■ **Extracted text**
-.-.-

As a Mississippi worker you are likely entitled to workers’ compensation benefits should you be injured in a workplace accident or suffer a job-related illness. The workers’ compensation system is a no-fault system that provides both medical treatment and wage replacement benefits to eligible workers who suffer a job-related injury or illness. In theory, it should be fairly simple for a worker to get approved for workers’ compensation benefits. However, in practice the road to approval of workers’ compensation benefits is often paved with obstacles and roadblocks.
If you have applied for Mississippi workers’ compensation benefits and received a Notice of Controversion indicating that your claim was denied, don’t give up. An initial denial does not mean your claim for benefits will never be approved. Instead, it means that you just encountered one of those roadblocks that many applicants do.

-.-.-

■ **Provided information**
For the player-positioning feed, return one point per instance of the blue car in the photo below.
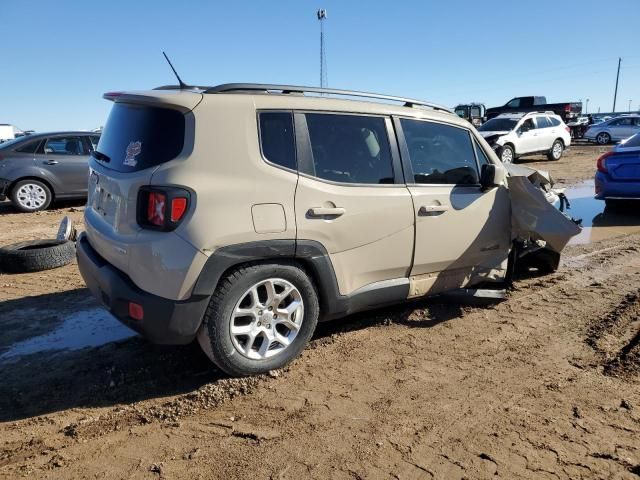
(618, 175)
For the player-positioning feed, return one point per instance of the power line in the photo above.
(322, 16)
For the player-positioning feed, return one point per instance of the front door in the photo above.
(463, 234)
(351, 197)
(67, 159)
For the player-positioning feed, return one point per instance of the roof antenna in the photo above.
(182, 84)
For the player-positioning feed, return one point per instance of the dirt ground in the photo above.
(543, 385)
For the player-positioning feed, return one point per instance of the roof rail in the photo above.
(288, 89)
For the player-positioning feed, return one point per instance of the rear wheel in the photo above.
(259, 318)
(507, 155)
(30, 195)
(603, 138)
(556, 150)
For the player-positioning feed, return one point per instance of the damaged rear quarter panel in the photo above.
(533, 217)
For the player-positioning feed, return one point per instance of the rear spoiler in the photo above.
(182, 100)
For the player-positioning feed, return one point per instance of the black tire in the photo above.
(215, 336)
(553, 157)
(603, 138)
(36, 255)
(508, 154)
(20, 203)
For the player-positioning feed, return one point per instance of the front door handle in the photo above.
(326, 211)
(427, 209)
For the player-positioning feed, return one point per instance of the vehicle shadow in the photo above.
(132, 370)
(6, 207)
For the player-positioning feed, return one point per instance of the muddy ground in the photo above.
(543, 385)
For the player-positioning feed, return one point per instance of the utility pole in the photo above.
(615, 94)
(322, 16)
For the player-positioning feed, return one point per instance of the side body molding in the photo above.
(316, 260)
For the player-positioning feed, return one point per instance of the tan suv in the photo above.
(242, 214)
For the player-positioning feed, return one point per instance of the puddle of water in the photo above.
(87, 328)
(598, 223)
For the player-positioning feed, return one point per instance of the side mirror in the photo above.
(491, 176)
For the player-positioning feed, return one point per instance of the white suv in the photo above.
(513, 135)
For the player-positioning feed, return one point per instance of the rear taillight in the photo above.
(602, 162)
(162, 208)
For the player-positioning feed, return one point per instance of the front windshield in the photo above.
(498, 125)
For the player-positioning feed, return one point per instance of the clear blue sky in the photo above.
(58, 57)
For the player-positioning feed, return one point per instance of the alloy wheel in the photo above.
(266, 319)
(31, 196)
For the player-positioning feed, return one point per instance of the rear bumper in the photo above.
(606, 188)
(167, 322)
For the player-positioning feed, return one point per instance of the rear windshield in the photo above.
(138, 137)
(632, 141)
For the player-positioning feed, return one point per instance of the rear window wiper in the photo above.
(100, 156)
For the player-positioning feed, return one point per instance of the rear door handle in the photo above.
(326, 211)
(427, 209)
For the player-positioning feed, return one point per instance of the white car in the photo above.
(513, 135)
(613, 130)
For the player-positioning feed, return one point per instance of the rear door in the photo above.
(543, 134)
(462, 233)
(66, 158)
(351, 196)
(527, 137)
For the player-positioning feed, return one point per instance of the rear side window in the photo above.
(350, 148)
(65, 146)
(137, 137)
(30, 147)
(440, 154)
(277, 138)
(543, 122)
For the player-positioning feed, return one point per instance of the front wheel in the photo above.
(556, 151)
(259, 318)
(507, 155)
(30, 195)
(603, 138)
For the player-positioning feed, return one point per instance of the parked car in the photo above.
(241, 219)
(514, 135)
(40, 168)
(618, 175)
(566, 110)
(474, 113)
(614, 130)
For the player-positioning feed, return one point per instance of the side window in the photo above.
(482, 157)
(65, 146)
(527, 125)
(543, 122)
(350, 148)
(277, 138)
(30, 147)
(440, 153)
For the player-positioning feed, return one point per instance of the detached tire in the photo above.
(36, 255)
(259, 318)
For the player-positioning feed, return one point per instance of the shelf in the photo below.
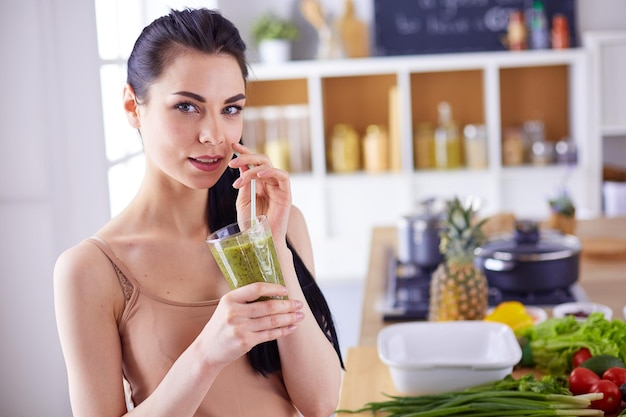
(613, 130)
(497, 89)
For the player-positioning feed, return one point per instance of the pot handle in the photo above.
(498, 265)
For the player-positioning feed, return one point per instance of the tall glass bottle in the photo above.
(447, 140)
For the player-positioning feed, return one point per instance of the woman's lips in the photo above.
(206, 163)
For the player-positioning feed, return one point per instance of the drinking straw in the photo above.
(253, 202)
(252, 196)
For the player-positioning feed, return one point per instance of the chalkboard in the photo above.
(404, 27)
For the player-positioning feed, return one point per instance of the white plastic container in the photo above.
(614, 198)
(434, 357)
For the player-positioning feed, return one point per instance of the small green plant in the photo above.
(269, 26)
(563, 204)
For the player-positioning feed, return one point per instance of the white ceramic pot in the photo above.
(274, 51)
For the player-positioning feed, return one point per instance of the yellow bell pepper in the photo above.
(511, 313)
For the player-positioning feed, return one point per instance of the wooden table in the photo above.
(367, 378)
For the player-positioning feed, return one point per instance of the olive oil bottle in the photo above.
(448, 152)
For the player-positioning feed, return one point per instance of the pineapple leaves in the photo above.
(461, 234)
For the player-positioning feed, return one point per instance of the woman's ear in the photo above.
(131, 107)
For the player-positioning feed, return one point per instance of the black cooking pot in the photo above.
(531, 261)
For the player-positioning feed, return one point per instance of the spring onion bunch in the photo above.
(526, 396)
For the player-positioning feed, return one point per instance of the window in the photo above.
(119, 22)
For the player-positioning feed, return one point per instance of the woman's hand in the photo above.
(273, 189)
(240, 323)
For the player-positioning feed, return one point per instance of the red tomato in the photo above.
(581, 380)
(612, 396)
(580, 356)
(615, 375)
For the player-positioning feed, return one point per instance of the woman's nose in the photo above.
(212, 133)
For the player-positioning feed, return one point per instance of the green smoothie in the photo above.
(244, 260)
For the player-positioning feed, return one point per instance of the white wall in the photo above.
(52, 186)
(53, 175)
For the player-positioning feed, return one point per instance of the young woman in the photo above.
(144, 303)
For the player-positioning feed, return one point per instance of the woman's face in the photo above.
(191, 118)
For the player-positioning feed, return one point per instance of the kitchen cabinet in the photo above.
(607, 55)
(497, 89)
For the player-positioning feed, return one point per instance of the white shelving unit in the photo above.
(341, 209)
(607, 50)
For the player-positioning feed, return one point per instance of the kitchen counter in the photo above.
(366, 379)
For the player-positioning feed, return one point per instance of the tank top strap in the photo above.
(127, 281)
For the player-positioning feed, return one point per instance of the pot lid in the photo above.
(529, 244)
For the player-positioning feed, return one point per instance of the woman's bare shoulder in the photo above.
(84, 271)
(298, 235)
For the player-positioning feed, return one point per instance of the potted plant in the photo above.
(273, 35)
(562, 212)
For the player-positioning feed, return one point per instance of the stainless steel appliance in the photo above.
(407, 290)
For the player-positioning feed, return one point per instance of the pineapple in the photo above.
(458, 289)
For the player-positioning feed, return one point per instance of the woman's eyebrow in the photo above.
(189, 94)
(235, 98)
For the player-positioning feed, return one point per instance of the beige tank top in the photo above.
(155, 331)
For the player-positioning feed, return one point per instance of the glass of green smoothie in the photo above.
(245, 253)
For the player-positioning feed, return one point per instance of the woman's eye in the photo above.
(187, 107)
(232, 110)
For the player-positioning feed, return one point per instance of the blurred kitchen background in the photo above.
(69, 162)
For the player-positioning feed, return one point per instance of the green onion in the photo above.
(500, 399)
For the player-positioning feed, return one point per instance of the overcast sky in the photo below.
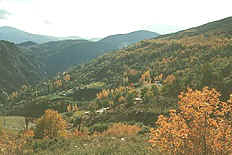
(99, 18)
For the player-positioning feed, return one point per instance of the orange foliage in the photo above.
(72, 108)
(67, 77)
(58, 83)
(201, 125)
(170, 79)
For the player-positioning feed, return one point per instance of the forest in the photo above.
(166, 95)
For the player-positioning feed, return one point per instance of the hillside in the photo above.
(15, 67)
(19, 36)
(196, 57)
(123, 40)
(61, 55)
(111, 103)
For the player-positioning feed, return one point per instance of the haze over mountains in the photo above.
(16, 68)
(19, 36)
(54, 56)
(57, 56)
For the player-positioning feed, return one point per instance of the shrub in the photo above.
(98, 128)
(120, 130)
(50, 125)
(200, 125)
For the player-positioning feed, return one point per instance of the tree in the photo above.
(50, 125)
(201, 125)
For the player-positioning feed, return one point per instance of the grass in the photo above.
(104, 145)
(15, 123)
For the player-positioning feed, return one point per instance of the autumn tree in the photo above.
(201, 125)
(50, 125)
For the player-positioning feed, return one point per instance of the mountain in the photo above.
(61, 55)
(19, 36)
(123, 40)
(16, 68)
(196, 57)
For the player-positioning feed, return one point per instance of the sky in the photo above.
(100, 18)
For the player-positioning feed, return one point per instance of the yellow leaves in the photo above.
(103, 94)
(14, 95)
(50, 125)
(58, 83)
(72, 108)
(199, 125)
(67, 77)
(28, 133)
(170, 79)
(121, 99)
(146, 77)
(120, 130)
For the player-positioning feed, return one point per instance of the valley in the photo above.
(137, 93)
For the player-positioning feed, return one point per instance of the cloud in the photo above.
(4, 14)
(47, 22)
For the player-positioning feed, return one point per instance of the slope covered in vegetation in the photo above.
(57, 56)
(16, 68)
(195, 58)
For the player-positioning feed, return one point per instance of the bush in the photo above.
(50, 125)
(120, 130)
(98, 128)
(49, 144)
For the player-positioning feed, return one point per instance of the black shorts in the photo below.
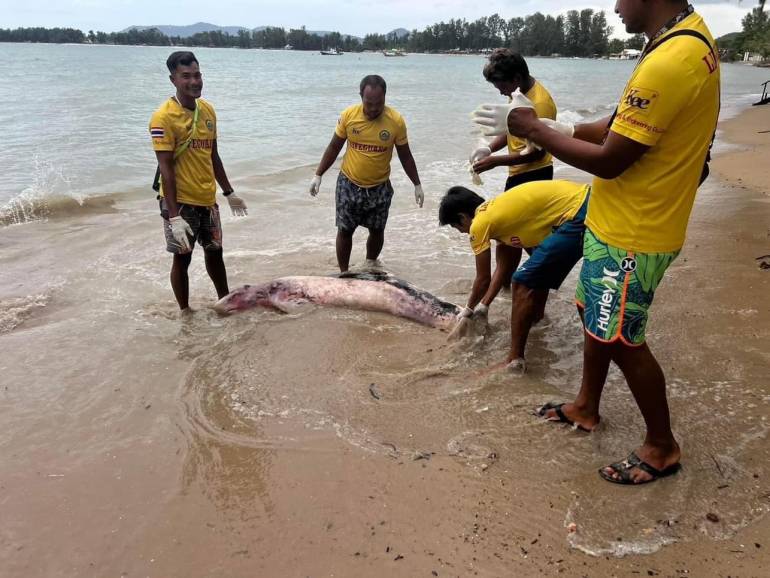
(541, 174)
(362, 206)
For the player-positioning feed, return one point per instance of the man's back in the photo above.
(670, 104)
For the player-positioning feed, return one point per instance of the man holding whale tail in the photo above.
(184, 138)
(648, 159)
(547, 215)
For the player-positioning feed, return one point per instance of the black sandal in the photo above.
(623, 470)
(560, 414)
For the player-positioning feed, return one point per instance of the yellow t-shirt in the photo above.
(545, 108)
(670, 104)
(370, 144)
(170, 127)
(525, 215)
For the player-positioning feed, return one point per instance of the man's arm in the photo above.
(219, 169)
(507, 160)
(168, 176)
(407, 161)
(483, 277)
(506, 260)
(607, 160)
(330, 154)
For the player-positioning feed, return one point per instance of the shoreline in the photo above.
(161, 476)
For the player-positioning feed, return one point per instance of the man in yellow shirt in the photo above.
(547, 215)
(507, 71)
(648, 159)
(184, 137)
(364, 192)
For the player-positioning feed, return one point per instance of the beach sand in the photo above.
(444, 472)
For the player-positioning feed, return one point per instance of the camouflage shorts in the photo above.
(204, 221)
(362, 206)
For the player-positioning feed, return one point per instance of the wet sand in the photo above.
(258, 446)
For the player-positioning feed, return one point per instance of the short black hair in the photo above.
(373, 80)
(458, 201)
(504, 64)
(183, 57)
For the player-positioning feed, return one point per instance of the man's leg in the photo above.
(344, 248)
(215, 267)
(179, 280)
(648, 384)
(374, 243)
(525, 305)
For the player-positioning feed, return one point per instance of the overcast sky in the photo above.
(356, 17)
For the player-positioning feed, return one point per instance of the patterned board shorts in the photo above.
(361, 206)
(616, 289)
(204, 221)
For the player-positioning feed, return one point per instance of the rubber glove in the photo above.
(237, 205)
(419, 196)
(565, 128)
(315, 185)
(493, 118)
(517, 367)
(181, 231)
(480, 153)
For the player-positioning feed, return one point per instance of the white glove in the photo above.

-.-.-

■ **Work instructions**
1. In the text on Mississippi workers' compensation, what document tells an applicant that the claim was denied?
2. List every phrase the text on Mississippi workers' compensation uses to name a harm that can make a worker eligible for benefits.
3. Continue the text on Mississippi workers' compensation from where it stops.

■ **Answers by item number**
1. A Notice of Controversion.

2.
- workplace accident
- job-related illness
- job-related injury

3.
Because each workers’ compensation claim includes a unique set of facts and circumstances it is in your best interest to consult with an experienced Mississippi workers’ compensation attorney as soon as you are made aware that your claim was denied. In addition, the answers to the following five questions will be important as you move forward:
1. What reason was given for the denial? Your employer is required to provide you with a Notice of Controversion if the employer denies your claim. On the notice, the employer must explain the grounds on which the claim was denied. Common reasons why a claim is denied include:
a. The employer claims you are not a covered employee
b. The employee claims the injury or illness is not work related
c. The employer claims the injury or illness was pre-existing
d. The employer claims the employee was intoxicated
e. The employer claims the injury was intentionally self-inflicted
f. Technical grounds—your application was incomplete or did not provide enough information on which to base a decision.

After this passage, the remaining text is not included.